>>>

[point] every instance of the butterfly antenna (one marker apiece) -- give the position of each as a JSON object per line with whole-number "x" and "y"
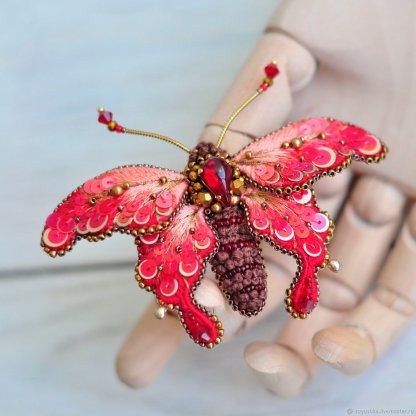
{"x": 106, "y": 117}
{"x": 271, "y": 71}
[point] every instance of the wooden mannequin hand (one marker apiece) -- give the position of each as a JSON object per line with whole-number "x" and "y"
{"x": 354, "y": 69}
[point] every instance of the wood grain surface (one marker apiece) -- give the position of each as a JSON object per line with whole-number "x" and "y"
{"x": 161, "y": 66}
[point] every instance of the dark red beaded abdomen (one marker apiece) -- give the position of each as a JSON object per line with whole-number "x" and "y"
{"x": 238, "y": 263}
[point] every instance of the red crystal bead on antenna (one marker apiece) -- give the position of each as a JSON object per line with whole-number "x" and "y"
{"x": 271, "y": 70}
{"x": 105, "y": 117}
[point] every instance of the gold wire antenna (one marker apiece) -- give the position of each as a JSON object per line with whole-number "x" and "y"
{"x": 106, "y": 117}
{"x": 271, "y": 71}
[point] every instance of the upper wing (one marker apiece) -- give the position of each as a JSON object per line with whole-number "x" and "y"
{"x": 303, "y": 151}
{"x": 172, "y": 263}
{"x": 294, "y": 225}
{"x": 136, "y": 199}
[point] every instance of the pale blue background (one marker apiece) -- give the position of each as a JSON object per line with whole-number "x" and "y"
{"x": 161, "y": 66}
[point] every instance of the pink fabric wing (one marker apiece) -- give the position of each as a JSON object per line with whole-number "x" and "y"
{"x": 321, "y": 146}
{"x": 172, "y": 264}
{"x": 131, "y": 199}
{"x": 294, "y": 225}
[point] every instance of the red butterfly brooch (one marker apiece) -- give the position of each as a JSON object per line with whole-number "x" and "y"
{"x": 217, "y": 210}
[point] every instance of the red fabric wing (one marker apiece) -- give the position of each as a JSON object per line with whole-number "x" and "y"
{"x": 305, "y": 150}
{"x": 294, "y": 225}
{"x": 130, "y": 199}
{"x": 172, "y": 263}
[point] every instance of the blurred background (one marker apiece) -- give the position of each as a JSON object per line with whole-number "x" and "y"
{"x": 159, "y": 66}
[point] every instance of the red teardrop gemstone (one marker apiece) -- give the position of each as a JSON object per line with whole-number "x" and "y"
{"x": 105, "y": 117}
{"x": 217, "y": 175}
{"x": 271, "y": 70}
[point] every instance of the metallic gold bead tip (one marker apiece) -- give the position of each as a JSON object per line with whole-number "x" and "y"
{"x": 112, "y": 125}
{"x": 160, "y": 312}
{"x": 335, "y": 265}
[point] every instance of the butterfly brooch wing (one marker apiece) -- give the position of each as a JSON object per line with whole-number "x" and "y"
{"x": 138, "y": 200}
{"x": 171, "y": 265}
{"x": 281, "y": 168}
{"x": 174, "y": 240}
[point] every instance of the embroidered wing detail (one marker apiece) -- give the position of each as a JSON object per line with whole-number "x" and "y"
{"x": 172, "y": 263}
{"x": 294, "y": 225}
{"x": 135, "y": 199}
{"x": 302, "y": 152}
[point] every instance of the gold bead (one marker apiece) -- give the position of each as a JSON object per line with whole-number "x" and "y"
{"x": 297, "y": 142}
{"x": 197, "y": 186}
{"x": 204, "y": 199}
{"x": 216, "y": 207}
{"x": 335, "y": 265}
{"x": 192, "y": 175}
{"x": 116, "y": 190}
{"x": 112, "y": 125}
{"x": 160, "y": 312}
{"x": 237, "y": 186}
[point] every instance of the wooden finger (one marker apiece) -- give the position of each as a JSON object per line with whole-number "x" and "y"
{"x": 148, "y": 348}
{"x": 382, "y": 317}
{"x": 360, "y": 226}
{"x": 331, "y": 192}
{"x": 271, "y": 110}
{"x": 363, "y": 235}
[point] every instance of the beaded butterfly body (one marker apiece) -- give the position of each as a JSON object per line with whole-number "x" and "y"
{"x": 217, "y": 211}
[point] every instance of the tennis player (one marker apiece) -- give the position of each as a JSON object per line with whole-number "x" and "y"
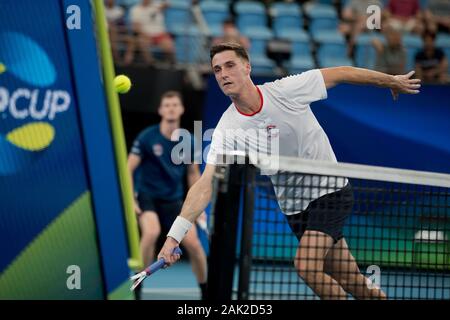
{"x": 322, "y": 259}
{"x": 160, "y": 184}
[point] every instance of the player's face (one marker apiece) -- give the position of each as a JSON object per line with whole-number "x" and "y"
{"x": 230, "y": 71}
{"x": 171, "y": 109}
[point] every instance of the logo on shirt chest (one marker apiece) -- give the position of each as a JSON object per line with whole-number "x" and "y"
{"x": 158, "y": 150}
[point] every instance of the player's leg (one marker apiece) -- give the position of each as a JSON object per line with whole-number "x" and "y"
{"x": 341, "y": 265}
{"x": 309, "y": 263}
{"x": 150, "y": 231}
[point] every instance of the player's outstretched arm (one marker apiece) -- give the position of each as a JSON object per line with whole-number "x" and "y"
{"x": 398, "y": 83}
{"x": 196, "y": 201}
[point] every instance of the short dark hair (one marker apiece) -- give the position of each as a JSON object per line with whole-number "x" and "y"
{"x": 233, "y": 46}
{"x": 171, "y": 94}
{"x": 430, "y": 34}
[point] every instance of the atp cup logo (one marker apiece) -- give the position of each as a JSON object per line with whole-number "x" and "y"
{"x": 22, "y": 60}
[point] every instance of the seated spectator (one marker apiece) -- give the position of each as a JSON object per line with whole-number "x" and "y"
{"x": 354, "y": 18}
{"x": 431, "y": 63}
{"x": 404, "y": 16}
{"x": 231, "y": 34}
{"x": 391, "y": 57}
{"x": 437, "y": 16}
{"x": 148, "y": 26}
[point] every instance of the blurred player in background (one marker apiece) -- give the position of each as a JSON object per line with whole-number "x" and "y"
{"x": 160, "y": 184}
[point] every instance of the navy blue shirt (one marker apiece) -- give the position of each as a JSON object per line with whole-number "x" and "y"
{"x": 161, "y": 173}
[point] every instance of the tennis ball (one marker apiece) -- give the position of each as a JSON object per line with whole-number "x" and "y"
{"x": 122, "y": 83}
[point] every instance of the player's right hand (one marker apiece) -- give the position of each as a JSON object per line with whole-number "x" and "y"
{"x": 167, "y": 252}
{"x": 137, "y": 209}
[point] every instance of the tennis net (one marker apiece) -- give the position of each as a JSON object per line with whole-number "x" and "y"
{"x": 396, "y": 224}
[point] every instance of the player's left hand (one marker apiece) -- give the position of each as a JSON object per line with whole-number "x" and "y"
{"x": 404, "y": 84}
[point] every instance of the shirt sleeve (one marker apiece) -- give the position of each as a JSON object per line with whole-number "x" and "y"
{"x": 304, "y": 88}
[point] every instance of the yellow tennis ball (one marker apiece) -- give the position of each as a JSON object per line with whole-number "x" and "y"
{"x": 122, "y": 83}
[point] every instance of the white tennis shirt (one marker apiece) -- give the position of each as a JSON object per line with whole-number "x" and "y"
{"x": 284, "y": 117}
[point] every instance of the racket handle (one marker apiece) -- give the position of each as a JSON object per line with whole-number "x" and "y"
{"x": 160, "y": 263}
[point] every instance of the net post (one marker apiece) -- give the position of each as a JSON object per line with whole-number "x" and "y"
{"x": 224, "y": 224}
{"x": 245, "y": 259}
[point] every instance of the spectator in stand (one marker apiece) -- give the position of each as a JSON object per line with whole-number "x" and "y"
{"x": 231, "y": 34}
{"x": 437, "y": 16}
{"x": 431, "y": 63}
{"x": 115, "y": 18}
{"x": 391, "y": 57}
{"x": 404, "y": 16}
{"x": 147, "y": 20}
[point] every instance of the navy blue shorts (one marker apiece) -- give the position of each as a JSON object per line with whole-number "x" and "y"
{"x": 167, "y": 210}
{"x": 326, "y": 214}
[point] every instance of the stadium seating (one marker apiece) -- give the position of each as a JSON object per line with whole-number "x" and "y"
{"x": 178, "y": 15}
{"x": 286, "y": 16}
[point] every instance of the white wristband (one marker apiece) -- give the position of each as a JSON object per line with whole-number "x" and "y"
{"x": 179, "y": 228}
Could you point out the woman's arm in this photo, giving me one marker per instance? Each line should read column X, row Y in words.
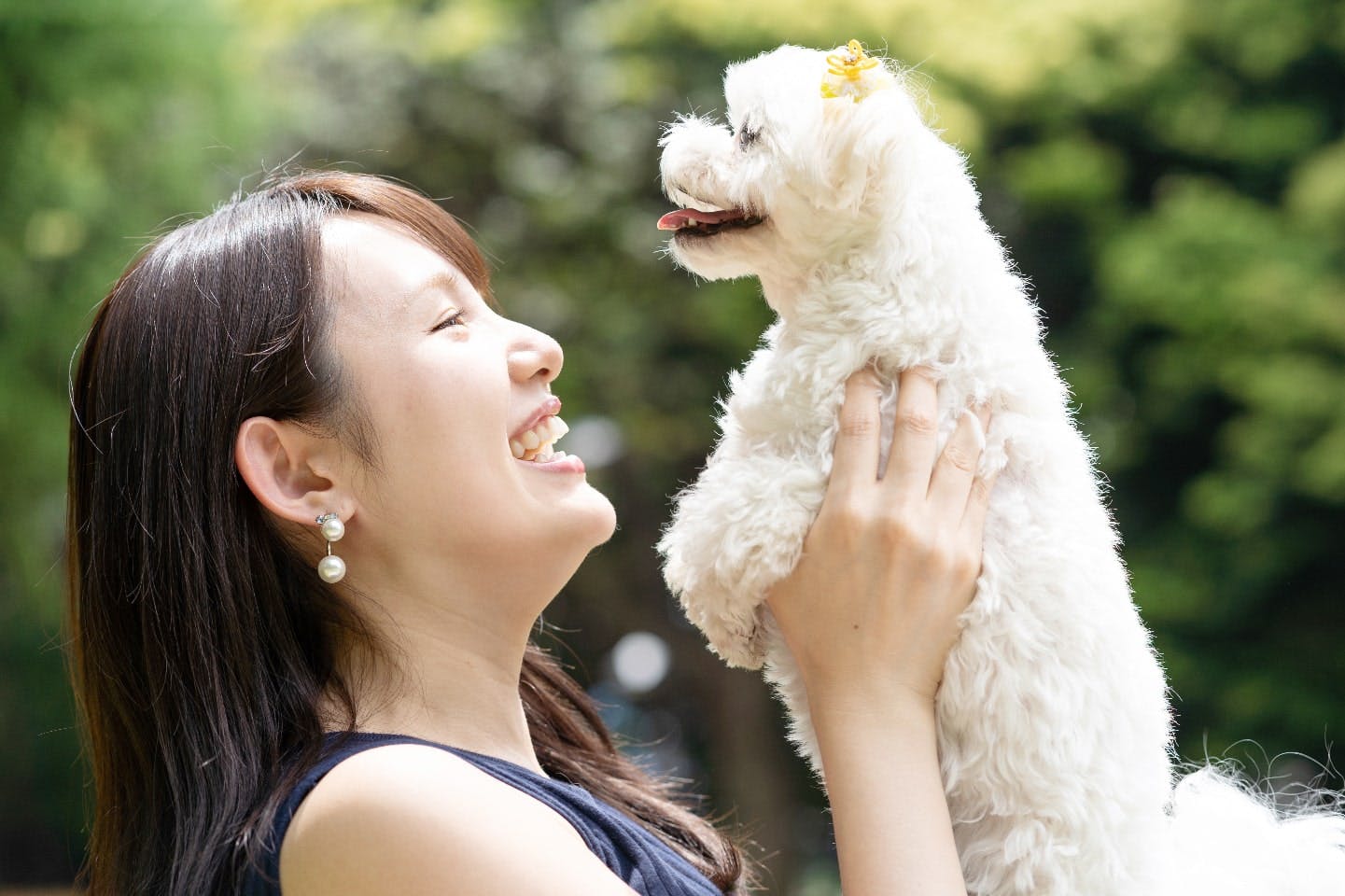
column 417, row 821
column 871, row 614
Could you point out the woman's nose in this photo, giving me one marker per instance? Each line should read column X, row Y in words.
column 534, row 354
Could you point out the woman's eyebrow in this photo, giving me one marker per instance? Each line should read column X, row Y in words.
column 442, row 281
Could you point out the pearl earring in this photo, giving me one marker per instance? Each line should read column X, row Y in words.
column 331, row 568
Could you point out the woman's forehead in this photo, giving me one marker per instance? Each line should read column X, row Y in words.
column 381, row 267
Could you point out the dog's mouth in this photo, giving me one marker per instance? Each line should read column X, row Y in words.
column 692, row 221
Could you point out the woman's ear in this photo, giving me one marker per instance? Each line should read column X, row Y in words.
column 283, row 466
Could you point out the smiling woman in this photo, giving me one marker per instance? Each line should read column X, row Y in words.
column 317, row 368
column 326, row 344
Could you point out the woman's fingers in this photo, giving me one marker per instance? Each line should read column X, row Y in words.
column 978, row 503
column 915, row 435
column 957, row 467
column 856, row 457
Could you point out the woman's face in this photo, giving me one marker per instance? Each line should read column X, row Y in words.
column 448, row 385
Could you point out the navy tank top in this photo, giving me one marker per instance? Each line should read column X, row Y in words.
column 649, row 865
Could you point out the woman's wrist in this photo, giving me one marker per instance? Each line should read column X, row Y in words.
column 872, row 703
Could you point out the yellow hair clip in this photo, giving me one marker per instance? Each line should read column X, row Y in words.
column 847, row 75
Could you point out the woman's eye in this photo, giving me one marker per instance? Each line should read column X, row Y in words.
column 455, row 320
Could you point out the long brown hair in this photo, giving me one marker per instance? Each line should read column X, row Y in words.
column 201, row 640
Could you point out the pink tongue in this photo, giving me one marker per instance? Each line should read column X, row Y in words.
column 682, row 217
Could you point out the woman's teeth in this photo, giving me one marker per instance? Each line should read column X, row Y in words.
column 536, row 444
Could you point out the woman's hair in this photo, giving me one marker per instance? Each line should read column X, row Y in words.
column 202, row 642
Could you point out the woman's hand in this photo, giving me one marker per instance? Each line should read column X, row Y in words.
column 871, row 609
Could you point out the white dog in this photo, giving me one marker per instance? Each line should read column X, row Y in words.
column 1054, row 724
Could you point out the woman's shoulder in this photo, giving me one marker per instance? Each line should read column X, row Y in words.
column 412, row 819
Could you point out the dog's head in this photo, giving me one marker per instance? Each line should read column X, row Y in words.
column 802, row 174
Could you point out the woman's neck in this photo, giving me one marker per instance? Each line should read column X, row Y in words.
column 444, row 676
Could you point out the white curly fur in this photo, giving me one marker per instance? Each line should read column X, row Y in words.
column 1054, row 722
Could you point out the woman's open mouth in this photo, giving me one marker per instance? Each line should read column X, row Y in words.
column 694, row 222
column 534, row 445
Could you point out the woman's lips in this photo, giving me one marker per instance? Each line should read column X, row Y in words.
column 560, row 462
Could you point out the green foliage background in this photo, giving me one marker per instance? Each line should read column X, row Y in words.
column 1170, row 174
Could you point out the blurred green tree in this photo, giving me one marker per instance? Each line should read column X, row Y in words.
column 118, row 116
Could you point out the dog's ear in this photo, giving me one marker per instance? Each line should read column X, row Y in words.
column 860, row 140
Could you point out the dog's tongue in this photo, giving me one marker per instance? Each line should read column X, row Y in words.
column 682, row 217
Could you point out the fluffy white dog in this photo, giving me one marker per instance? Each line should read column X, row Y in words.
column 1054, row 724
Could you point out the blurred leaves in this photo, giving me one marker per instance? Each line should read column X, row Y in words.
column 1169, row 174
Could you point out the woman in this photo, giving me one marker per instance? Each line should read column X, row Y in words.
column 316, row 371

<<<

▶ 과제 목표: "Could you point out the woman's wrist" 문구가 있는 줄부터 "column 412, row 819" 문구가 있는 줄까지, 두 줄을 모두 포함해 빈 줄 없이 번호 목록으로 정리하세요.

▶ 작성 답안:
1. Could you point out the woman's wrist in this photo, giving me one marker per instance? Each line should read column X, row Y in words.
2. column 872, row 703
3. Could you point out the yellow hair clip in this photo, giving me one marker per instance? Each line should read column X, row Y in words.
4. column 847, row 75
5. Could you point out the woman's eye in this photo, giving me one marker per instance? Each line should read column X, row Y in words.
6. column 455, row 320
7. Could you point out the long brown hair in this photo, giving me one marker per instance? Each line should read column X, row Y in words.
8. column 201, row 640
9. Could you point out the pink tongue in this photo, giving me one marker per instance? Each line should read column X, row Y in words.
10. column 682, row 217
11. Could you point out the woman's teeth in this photo, giving me one marker per instance? Each line should read column X, row Y in words.
12. column 536, row 444
13. Could you point out the woman's hair in this photo, giving me one marker per instance? Each line should read column X, row Y in words.
14. column 202, row 642
15. Could you point out the woman's hand in this photo, giving me one marker per instance? Each line should read column X, row Y in words.
16. column 871, row 609
17. Could you point out the white dog in this photo, giving me one marker per instance? Each line should read column X, row Y in words.
18. column 1054, row 724
19. Could you point out the woman's shoulder in this photo, giving me one marker per instance? Each line should read column X, row Y in words.
20. column 412, row 819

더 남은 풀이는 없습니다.